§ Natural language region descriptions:
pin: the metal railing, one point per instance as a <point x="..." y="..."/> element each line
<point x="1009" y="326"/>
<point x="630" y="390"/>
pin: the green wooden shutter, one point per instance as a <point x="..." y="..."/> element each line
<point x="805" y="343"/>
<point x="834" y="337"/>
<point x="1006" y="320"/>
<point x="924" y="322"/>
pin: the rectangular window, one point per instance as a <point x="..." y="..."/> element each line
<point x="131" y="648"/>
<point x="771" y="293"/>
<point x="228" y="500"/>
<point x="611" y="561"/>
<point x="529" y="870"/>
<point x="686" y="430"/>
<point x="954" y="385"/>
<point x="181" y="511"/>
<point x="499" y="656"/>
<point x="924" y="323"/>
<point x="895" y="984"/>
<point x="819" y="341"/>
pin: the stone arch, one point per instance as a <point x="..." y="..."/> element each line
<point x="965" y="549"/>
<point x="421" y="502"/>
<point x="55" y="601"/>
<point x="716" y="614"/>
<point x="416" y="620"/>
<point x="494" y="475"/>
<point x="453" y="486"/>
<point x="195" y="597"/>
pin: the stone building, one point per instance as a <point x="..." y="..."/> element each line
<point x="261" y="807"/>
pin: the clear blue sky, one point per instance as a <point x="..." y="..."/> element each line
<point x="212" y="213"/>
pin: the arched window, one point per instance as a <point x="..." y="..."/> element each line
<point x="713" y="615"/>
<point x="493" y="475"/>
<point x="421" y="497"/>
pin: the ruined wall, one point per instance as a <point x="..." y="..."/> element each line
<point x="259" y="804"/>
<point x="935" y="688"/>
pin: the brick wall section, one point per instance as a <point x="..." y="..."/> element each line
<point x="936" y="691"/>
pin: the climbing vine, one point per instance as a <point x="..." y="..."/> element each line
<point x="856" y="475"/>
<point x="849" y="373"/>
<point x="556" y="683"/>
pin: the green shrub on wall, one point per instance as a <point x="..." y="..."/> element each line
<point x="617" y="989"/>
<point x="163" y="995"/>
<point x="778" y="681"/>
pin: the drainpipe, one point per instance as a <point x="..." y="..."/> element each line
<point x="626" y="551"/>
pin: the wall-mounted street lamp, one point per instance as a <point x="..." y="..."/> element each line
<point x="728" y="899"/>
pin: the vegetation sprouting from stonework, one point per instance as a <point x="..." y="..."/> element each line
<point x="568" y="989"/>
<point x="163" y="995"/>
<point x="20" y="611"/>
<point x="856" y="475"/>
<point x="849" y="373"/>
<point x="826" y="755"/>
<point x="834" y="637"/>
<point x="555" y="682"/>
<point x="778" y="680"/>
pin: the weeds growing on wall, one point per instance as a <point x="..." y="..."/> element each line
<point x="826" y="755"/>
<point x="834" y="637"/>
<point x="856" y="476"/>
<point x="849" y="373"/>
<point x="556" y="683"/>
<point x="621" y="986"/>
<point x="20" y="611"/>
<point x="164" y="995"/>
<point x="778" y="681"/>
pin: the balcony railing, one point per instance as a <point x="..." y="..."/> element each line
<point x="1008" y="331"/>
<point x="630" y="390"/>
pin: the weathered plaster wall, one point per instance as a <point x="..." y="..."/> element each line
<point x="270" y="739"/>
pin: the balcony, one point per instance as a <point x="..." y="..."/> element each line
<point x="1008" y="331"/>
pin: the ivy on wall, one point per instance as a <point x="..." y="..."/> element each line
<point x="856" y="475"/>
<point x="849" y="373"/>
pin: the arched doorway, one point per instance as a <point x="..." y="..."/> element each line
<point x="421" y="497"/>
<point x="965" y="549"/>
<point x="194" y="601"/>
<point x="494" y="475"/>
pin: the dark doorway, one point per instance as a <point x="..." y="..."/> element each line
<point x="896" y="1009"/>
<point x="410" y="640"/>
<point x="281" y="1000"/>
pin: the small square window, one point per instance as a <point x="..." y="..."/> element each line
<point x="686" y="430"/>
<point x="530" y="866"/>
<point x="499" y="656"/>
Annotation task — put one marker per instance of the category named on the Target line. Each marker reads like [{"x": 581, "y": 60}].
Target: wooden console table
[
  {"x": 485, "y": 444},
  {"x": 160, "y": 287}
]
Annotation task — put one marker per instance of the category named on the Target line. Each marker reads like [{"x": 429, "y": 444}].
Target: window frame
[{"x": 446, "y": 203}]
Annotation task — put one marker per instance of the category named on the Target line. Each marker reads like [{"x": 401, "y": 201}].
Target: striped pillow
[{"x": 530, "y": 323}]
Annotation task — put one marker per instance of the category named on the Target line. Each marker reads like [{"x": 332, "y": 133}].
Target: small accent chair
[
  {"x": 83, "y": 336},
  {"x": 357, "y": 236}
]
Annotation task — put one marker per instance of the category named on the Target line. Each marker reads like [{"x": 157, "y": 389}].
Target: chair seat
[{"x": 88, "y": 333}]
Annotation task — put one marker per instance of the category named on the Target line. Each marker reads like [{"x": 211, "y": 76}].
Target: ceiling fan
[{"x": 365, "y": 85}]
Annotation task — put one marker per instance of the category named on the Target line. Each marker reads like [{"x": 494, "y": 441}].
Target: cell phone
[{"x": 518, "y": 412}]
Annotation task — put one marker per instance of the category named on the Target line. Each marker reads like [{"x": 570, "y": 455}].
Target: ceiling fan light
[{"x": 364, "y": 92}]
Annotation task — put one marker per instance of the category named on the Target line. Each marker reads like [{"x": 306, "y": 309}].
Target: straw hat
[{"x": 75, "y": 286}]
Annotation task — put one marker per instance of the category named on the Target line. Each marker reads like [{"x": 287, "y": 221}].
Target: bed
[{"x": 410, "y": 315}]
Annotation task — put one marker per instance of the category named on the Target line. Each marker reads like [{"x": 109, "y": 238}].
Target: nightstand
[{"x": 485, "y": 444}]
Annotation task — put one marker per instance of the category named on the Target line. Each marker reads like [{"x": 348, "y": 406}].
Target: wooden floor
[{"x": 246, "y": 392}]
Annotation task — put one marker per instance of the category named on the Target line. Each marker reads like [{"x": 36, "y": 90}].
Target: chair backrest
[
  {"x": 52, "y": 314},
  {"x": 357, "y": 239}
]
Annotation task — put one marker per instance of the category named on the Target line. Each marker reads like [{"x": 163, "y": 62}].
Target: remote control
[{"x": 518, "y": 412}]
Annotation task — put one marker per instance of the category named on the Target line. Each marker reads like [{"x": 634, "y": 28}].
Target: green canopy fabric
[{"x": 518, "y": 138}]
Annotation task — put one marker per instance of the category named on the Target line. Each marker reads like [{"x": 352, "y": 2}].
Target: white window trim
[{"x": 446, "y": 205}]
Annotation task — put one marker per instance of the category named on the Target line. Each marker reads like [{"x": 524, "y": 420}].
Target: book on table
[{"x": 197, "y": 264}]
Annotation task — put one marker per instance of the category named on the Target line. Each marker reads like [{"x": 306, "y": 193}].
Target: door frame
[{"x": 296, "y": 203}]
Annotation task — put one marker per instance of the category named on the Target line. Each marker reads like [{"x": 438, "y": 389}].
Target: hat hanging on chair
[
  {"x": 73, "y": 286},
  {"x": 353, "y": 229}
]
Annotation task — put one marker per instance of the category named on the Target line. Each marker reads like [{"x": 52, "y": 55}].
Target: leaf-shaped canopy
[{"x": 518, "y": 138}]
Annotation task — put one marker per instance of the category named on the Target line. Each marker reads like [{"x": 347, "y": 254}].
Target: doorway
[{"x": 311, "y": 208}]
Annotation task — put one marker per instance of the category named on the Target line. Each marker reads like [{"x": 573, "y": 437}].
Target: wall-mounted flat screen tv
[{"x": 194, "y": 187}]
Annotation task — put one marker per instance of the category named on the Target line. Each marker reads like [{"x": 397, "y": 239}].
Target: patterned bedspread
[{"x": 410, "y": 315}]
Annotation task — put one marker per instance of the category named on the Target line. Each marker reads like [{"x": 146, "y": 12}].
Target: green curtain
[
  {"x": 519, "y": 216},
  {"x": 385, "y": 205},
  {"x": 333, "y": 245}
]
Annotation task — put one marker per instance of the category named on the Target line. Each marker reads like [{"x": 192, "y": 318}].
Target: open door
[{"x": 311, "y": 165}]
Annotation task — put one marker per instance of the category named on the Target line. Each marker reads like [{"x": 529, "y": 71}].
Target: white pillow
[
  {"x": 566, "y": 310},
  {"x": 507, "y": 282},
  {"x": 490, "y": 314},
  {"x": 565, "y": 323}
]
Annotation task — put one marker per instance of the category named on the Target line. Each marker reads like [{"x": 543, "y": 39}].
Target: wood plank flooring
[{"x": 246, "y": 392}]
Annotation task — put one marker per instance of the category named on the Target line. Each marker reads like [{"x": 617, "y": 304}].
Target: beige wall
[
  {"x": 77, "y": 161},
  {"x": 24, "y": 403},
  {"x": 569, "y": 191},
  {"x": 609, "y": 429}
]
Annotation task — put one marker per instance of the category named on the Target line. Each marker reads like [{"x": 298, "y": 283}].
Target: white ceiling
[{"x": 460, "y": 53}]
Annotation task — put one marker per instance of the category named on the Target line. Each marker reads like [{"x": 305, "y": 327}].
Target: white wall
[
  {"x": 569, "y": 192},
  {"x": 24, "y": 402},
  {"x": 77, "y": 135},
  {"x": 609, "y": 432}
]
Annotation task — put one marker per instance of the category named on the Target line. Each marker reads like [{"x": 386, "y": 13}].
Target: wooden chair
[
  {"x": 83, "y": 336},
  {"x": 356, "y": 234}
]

§ WHAT TO WORK ON:
Take the line that contains "Target: open door" and each line after it down to the last of the records, and retype them exactly; add nothing else.

§ SOLUTION TO THE PROBLEM:
Target: open door
[{"x": 311, "y": 165}]
Annotation task — put one marker per instance of the category named on the Target line. Each marker reads like [{"x": 529, "y": 71}].
Target: white pillow
[
  {"x": 566, "y": 310},
  {"x": 507, "y": 282},
  {"x": 490, "y": 314},
  {"x": 565, "y": 323}
]
Annotation task — put one marker per instance of the category named on the Target line. Each marker reads like [{"x": 543, "y": 39}].
Target: wood plank flooring
[{"x": 246, "y": 392}]
Annotation task — put one marker per instance of the category named on the Target line. Each marker reads like [{"x": 617, "y": 304}].
Target: beige wall
[
  {"x": 77, "y": 161},
  {"x": 24, "y": 403},
  {"x": 569, "y": 191},
  {"x": 609, "y": 429}
]
Annotation task — put one marker per instance of the category named on the Target line. Each marker reads like [{"x": 298, "y": 283}].
Target: white ceiling
[{"x": 460, "y": 53}]
Annotation task — put one marker per instance of the category named on the Target line. Each marker reads like [{"x": 305, "y": 327}].
Target: white wall
[
  {"x": 569, "y": 192},
  {"x": 24, "y": 402},
  {"x": 77, "y": 135},
  {"x": 609, "y": 432}
]
Annotation task — put one marker per instance of the category named on the Target line. Each marker reads like [{"x": 386, "y": 13}].
Target: wooden chair
[
  {"x": 83, "y": 336},
  {"x": 356, "y": 234}
]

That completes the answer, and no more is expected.